[SELECTED TEXT]
·····

By Tammy DanielsiBerkshires Staff

President and CEO Darlene Rodowicz poses in one of the new patient rooms on 2 North at North Adams Regional Hospital.
NORTH ADAMS, Mass. — On March 28, 2014, the last of the 500 employees at North Adams Regional Hospital walked out the doors with little hope it would reopen. 
 
But in 2024, exactly 10 years to the day, North Adams Regional was revived through the efforts of local officials, BHS President and CEO Darlene Rodowicz, and U.S. Rep. Richard Neal, who was able to get the U.S. Health and Human Services to tweak regulations that had prevented NARH from gaining "rural critical access" status.
 
It was something of a miracle for North Adams and the North Berkshire region.
 
Berkshire Medical Center in Pittsfield, under the BHS umbrella, purchased the campus and affiliated systems when Northern Berkshire Healthcare declared bankruptcy and abruptly closed in 2014. NBH had been beset by falling admissions, reductions in Medicare and Medicaid payments, and investments that had gone sour leaving it more than $30 million in debt.

·····

[GIVEN INFORMATION]

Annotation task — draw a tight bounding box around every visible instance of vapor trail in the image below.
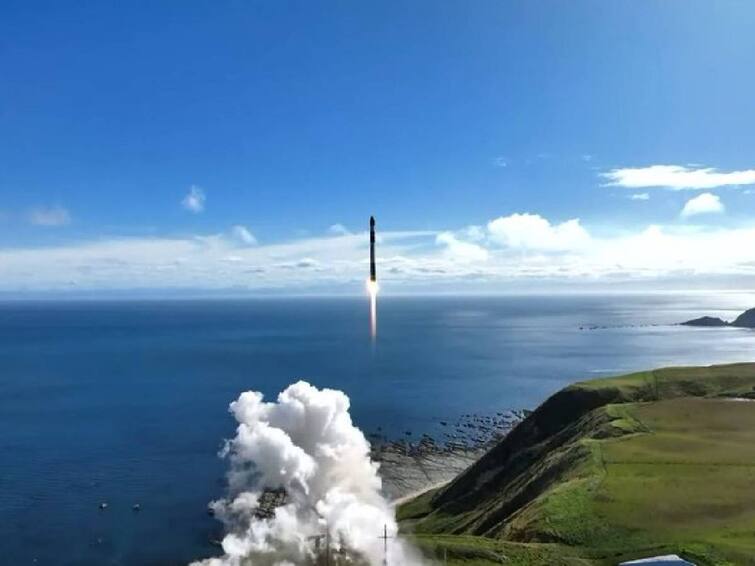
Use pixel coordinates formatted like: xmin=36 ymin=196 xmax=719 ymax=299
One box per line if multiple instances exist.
xmin=195 ymin=381 xmax=423 ymax=566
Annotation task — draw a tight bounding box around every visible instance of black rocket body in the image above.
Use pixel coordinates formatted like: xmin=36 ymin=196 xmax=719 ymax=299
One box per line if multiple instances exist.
xmin=370 ymin=216 xmax=377 ymax=283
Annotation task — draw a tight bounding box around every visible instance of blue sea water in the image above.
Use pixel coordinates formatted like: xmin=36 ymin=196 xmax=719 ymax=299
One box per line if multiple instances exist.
xmin=0 ymin=293 xmax=755 ymax=565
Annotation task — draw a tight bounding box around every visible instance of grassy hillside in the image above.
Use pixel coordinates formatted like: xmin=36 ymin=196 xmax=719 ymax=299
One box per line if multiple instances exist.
xmin=399 ymin=364 xmax=755 ymax=564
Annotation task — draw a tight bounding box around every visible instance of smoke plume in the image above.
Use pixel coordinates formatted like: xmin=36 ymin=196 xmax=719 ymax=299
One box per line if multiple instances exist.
xmin=195 ymin=381 xmax=423 ymax=566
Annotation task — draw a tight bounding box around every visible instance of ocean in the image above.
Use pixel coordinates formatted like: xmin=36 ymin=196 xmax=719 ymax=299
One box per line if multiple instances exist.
xmin=0 ymin=293 xmax=755 ymax=566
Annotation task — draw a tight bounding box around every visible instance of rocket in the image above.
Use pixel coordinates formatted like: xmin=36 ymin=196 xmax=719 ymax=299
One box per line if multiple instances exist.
xmin=370 ymin=216 xmax=377 ymax=283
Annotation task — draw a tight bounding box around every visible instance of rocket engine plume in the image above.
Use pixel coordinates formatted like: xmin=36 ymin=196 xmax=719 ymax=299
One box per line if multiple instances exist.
xmin=193 ymin=381 xmax=426 ymax=566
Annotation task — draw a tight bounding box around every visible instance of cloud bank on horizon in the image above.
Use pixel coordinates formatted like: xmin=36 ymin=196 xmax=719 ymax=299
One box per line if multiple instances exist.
xmin=0 ymin=211 xmax=755 ymax=292
xmin=0 ymin=165 xmax=755 ymax=294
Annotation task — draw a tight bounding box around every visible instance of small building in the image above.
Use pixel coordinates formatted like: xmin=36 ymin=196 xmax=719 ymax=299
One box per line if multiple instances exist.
xmin=619 ymin=554 xmax=695 ymax=566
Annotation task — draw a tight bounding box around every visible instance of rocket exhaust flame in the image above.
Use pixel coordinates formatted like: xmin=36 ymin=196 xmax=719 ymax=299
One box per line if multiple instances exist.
xmin=367 ymin=280 xmax=378 ymax=339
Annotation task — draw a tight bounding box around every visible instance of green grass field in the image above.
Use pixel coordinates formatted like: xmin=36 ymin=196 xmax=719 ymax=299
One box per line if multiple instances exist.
xmin=399 ymin=364 xmax=755 ymax=565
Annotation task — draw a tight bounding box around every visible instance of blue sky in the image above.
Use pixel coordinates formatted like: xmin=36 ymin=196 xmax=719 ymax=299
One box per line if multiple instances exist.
xmin=0 ymin=1 xmax=755 ymax=292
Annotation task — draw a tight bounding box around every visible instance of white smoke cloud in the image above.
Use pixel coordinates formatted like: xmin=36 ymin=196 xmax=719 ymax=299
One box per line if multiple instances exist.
xmin=194 ymin=381 xmax=423 ymax=566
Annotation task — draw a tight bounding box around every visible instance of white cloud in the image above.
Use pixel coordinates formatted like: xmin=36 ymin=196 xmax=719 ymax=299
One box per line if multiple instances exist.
xmin=682 ymin=193 xmax=725 ymax=218
xmin=328 ymin=224 xmax=351 ymax=236
xmin=601 ymin=165 xmax=755 ymax=190
xmin=488 ymin=213 xmax=590 ymax=251
xmin=181 ymin=185 xmax=207 ymax=214
xmin=231 ymin=224 xmax=257 ymax=246
xmin=7 ymin=214 xmax=755 ymax=293
xmin=29 ymin=206 xmax=71 ymax=227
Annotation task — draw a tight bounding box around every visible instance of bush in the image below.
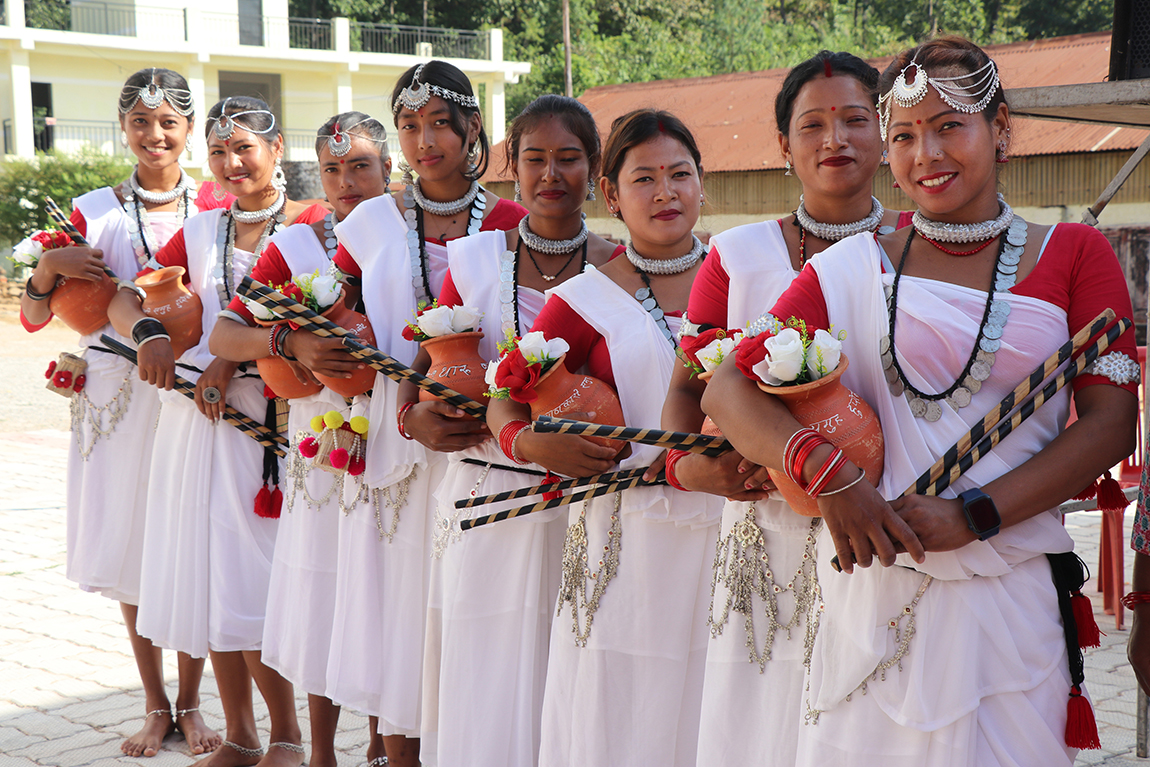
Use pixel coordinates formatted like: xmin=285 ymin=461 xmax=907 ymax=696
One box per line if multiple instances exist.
xmin=0 ymin=152 xmax=132 ymax=244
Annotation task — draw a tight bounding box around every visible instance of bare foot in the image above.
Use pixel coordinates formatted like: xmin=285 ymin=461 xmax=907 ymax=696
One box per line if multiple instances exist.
xmin=192 ymin=736 xmax=263 ymax=767
xmin=120 ymin=708 xmax=176 ymax=757
xmin=176 ymin=708 xmax=223 ymax=756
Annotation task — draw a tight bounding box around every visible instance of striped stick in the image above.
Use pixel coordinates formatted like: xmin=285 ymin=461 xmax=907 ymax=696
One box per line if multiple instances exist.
xmin=531 ymin=416 xmax=731 ymax=455
xmin=459 ymin=469 xmax=667 ymax=530
xmin=100 ymin=335 xmax=288 ymax=458
xmin=904 ymin=308 xmax=1114 ymax=496
xmin=44 ymin=197 xmax=120 ymax=285
xmin=455 ymin=468 xmax=646 ymax=508
xmin=237 ymin=277 xmax=488 ymax=419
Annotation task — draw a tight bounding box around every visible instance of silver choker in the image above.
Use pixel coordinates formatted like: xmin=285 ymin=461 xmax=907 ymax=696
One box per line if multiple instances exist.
xmin=412 ymin=178 xmax=480 ymax=216
xmin=627 ymin=240 xmax=706 ymax=275
xmin=231 ymin=192 xmax=288 ymax=224
xmin=519 ymin=215 xmax=588 ymax=255
xmin=914 ymin=194 xmax=1014 ymax=243
xmin=795 ymin=194 xmax=886 ymax=243
xmin=128 ymin=168 xmax=196 ymax=205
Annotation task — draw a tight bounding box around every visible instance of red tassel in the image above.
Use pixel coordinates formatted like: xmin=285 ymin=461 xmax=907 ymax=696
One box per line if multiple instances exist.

·····

[TASKS TO COMPLETE]
**A.** Copy the passage of the hospital article starting at "NORTH ADAMS, Mass." and ending at "it would reopen.".
**B.** Name every person the North Adams Regional Hospital article mentions by name, including its byline.
**C.** Go on with the North Adams Regional Hospital article after its final sentence.
The records have nothing to do with the North Adams Regional Hospital article.

[ANSWER SECTION]
**A.**
NORTH ADAMS, Mass. — On March 28, 2014, the last of the 500 employees at North Adams Regional Hospital walked out the doors with little hope it would reopen.

**B.** Tammy Daniels, Darlene Rodowicz, Richard Neal

**C.**
BMC had renovated the building and added in other services, including an emergency satellite facility, over the decade. But it took one small revision to allow the hospital — and its name — to be restored: the federal government's new definition of a connecting highway made Route 7 a "secondary road" and dropped the distance maximum between hospitals for "mountainous" roads to 15 miles. 
 
"Today the historic opportunity to enhance the health and wellness of Northern Berkshire community is here. And we've been waiting for this moment for 10 years," Rodowicz said. "It is the key to keeping in line with our strategic plan which is to increase access and support coordinated countywide system of care." 
 
The public got to tour the fully refurbished 2 North, which had been sectioned off for nearly a decade in hopes of restoring patient beds; the official critical hospital designation came in August.